TASK REQUIREMENTS: Pull out every line of the items below that contains the word "house", with case counting.

THE INPUT:
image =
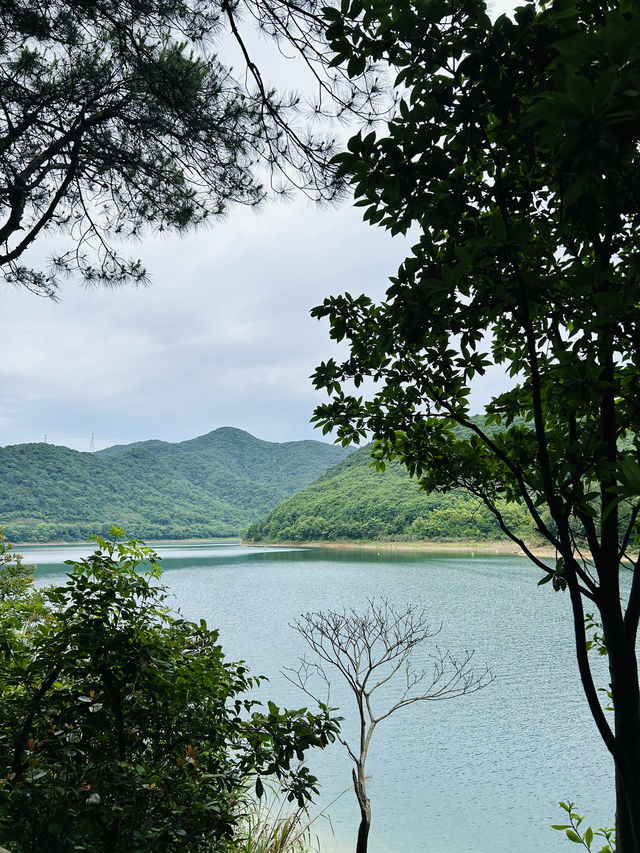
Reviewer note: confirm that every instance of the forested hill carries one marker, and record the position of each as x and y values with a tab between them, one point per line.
213	485
352	501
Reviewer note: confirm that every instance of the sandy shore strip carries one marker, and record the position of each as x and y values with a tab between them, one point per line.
498	546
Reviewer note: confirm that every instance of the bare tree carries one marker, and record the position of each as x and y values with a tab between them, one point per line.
371	650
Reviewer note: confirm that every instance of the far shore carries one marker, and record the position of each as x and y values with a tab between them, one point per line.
498	546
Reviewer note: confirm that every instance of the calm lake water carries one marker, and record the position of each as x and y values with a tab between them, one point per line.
478	774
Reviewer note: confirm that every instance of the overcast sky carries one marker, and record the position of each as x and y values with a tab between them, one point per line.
222	337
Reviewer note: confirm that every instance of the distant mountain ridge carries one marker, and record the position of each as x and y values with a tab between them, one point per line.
212	485
353	502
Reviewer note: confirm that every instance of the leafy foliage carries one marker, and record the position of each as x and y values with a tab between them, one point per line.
213	485
122	727
514	155
119	117
585	837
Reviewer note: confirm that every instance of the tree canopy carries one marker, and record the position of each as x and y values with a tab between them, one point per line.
122	727
514	155
117	118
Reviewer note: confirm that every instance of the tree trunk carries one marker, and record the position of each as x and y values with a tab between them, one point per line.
623	670
627	731
365	809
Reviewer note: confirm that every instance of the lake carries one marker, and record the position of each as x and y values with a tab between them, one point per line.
478	774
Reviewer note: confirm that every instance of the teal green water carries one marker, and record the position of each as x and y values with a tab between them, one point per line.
479	774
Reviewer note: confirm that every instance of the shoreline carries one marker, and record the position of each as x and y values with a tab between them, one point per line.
501	547
498	546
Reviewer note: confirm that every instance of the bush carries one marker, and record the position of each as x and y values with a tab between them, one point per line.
122	727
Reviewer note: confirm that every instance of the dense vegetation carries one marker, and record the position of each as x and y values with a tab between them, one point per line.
353	501
122	727
514	163
213	485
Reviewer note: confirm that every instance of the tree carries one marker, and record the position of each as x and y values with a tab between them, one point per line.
372	650
514	155
117	118
123	728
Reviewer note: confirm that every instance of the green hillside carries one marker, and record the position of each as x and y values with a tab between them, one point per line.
351	501
213	485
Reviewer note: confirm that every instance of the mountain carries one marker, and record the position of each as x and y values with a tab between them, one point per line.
352	502
213	485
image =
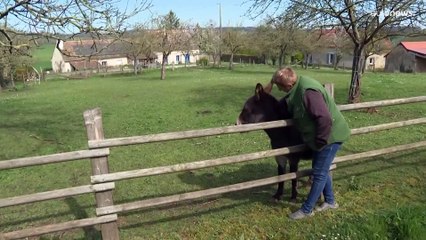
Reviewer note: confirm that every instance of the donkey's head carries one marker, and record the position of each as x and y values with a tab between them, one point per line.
262	107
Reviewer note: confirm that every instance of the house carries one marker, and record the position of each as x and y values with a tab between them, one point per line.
407	57
80	55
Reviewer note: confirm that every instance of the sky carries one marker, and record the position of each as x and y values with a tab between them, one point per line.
233	12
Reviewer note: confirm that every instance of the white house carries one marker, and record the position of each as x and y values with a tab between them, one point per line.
70	56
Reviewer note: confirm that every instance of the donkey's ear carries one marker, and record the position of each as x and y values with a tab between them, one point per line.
259	90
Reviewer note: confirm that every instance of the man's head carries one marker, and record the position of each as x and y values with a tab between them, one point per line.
285	78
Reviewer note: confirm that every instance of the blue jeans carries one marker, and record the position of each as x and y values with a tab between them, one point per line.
322	182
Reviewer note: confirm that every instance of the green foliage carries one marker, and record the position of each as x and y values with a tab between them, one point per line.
387	200
204	61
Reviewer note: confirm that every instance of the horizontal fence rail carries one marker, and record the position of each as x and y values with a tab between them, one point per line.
114	142
160	201
195	165
379	152
37	231
156	202
238	158
381	103
103	182
55	194
53	158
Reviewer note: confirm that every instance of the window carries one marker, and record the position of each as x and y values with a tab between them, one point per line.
331	58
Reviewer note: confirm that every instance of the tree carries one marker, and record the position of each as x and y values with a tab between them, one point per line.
170	36
36	20
362	20
233	41
208	40
260	41
285	36
139	44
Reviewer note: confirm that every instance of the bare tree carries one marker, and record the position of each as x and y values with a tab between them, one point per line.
233	41
362	20
60	19
170	36
285	37
261	41
139	46
208	39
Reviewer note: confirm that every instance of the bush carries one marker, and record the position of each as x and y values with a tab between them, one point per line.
202	61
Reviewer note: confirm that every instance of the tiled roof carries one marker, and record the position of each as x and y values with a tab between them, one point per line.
417	47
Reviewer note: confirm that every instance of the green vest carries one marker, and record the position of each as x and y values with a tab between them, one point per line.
305	124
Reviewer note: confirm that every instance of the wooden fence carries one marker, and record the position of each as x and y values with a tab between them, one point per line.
102	181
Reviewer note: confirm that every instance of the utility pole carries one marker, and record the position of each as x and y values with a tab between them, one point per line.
220	33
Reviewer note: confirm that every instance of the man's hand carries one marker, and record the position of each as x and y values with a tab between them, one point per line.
268	87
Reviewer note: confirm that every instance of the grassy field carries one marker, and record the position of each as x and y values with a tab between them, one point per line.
380	198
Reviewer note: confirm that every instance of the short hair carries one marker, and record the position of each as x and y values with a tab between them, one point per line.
283	75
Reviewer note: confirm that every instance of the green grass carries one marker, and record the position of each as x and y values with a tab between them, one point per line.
381	198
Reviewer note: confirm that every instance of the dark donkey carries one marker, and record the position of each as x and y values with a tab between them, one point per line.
262	107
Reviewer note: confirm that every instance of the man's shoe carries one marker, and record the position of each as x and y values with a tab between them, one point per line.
299	214
326	206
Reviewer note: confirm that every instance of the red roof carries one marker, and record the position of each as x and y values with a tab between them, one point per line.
417	47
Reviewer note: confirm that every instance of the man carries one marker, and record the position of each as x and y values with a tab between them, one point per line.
323	129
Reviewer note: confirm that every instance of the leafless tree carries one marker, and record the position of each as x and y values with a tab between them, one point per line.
233	41
362	20
171	35
139	44
208	40
32	20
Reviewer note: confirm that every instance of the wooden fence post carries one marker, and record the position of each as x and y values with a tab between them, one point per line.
93	122
329	87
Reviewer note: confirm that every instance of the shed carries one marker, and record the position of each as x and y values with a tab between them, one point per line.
407	57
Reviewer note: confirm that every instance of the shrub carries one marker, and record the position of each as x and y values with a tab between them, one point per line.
203	61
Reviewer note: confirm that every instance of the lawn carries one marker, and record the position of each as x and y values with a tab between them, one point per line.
381	198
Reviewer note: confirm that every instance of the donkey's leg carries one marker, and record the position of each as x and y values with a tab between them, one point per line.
294	166
281	162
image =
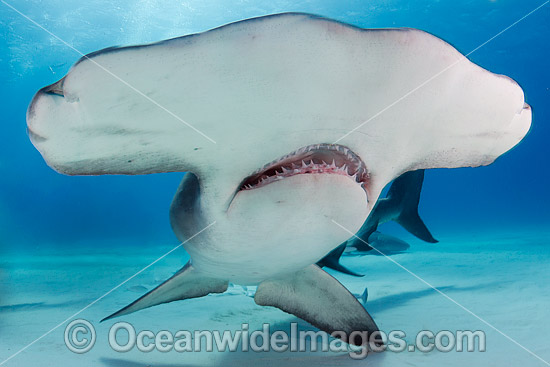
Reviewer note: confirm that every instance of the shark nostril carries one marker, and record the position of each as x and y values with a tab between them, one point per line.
55	88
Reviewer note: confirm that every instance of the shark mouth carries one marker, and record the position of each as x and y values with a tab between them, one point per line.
312	159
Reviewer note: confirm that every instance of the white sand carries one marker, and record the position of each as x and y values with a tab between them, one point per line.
504	280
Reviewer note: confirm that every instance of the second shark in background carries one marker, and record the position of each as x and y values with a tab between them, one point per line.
399	205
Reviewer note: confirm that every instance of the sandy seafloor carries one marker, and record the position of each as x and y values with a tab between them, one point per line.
504	279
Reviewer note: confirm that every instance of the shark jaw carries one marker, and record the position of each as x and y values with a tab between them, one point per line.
312	159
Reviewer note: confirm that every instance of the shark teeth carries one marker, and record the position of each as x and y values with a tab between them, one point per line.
343	162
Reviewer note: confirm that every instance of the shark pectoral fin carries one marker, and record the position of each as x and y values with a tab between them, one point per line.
186	283
404	194
412	222
332	261
316	297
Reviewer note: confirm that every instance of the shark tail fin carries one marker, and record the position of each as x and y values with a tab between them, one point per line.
405	193
332	261
186	283
316	297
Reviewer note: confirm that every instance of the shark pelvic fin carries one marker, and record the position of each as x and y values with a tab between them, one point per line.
316	297
186	283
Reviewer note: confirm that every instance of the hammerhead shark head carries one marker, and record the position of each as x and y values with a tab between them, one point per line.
289	127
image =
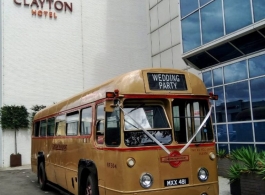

SOLUTION BELOW:
Reviewer note: confirm that every instance of the house carries one marker, and record the position of each as x and y values with a tab between them, one point per line.
Reviewer note: confirm that every instance of the white house carries one marker, and record the position of each as x and y values with a tab between them, one point per line.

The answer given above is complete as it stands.